Your instructions
Please answer from the excerpt about Dr. Levi-Montalcini below: after the Allies liberated Florence, what work did she do there?

Excerpt to read
Pietro Calissano, an Italian scientist who worked for some 40 years with Dr. Levi-Montalcini, including in the United States, said the work the Nobel laureate did on nerve growth factor was continuing. The protein assists portions of the central nervous system that have been damaged by disease or injury.

“Over the years, this field of investigation has become ever more important in the world of neuroscience,” Mr. Calissano was quoted by ANSA as saying. Mr. Calissano began studying under Dr. Levi-Montalcini in 1965 and recalled her ability to relate to students on a very human level, with none of the elite airs that often characterize Italian professors.

“I remember we were in a closet with cell cultures when she offered me a fellowship,” Mr. Calissano said. He added that research building on Dr. Levi-Montalcini’s pioneering achievements continues. “We are working on a possible application in the treatment of Alzheimer’s,” he added.

The 1943 German invasion of Italy forced the Levi-Montalcini family to flee to Florence and live underground. After the Allies liberated the city, she worked as a doctor at a center for refugees.

In 1947 Dr. Levi-Montalcini was invited to the United States, where she remained for more than 20 years, which she called “the happiest and most productive” of her life. She held dual Italian-U.S. citizenship.

Data
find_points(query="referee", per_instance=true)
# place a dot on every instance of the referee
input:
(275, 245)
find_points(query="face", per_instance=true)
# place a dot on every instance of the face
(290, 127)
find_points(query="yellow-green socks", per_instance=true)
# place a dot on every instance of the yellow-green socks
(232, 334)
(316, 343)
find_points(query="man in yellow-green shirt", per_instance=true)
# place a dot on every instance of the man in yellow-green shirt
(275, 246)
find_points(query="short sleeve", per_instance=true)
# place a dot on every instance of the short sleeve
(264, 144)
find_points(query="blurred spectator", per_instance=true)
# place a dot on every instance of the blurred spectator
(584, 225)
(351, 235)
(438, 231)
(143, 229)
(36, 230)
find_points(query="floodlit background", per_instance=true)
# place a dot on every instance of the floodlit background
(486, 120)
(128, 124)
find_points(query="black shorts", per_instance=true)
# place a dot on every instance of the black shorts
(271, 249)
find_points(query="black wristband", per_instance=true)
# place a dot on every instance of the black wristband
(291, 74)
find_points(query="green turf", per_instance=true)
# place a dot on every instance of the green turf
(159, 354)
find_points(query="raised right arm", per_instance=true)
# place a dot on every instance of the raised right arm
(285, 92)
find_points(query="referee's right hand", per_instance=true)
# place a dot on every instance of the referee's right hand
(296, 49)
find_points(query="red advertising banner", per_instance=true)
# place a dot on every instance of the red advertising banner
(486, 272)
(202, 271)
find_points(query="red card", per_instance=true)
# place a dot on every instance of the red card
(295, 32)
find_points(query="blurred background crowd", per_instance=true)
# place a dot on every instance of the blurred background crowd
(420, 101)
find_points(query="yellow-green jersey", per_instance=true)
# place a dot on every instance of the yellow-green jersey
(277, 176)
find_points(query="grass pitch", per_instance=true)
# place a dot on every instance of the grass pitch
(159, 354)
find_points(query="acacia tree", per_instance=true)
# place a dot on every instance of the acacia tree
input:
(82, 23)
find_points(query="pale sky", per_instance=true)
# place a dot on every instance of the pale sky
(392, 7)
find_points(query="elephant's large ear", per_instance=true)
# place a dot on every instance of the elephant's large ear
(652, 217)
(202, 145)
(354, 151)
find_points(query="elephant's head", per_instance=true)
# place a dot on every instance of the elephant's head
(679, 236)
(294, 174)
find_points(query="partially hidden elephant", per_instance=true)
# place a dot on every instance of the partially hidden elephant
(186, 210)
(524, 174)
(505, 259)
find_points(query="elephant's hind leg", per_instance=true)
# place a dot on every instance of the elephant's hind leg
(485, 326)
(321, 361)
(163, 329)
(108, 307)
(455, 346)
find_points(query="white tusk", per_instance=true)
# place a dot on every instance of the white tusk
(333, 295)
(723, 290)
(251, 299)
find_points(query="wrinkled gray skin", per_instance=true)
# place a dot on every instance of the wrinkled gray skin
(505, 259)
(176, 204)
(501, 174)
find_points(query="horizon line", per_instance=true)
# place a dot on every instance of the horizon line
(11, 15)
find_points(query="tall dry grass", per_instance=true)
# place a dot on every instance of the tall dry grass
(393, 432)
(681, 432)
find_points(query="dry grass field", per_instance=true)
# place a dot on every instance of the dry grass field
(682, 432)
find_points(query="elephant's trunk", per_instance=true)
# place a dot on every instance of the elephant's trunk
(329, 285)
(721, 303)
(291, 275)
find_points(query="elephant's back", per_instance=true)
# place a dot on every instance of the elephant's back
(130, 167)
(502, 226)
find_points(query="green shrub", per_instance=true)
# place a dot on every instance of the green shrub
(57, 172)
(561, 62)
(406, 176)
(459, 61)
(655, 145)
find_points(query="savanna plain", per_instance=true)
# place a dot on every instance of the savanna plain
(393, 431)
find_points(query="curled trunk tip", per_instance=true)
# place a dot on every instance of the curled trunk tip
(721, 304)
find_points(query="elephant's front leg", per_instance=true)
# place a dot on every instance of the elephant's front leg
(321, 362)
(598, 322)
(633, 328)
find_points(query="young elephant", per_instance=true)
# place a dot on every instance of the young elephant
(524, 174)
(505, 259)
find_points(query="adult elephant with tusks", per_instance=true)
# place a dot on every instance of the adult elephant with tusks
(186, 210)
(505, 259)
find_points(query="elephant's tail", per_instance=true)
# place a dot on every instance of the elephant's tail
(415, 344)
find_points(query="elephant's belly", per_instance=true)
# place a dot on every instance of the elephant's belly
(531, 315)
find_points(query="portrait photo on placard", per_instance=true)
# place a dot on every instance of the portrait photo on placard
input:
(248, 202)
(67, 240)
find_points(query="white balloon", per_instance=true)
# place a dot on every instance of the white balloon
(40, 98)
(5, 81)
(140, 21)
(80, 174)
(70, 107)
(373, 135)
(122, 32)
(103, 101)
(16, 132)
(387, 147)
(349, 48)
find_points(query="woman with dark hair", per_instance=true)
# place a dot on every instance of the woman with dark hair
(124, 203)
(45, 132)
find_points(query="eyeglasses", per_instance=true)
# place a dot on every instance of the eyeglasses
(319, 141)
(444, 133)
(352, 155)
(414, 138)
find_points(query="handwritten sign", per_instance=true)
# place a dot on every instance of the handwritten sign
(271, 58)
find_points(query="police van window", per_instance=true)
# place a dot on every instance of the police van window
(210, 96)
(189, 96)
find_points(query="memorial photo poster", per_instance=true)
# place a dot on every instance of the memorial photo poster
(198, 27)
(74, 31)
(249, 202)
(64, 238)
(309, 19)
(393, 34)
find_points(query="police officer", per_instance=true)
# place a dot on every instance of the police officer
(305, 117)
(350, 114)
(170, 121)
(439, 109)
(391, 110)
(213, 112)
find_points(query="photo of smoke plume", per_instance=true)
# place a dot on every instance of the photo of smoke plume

Output
She worked as a doctor at a center for refugees.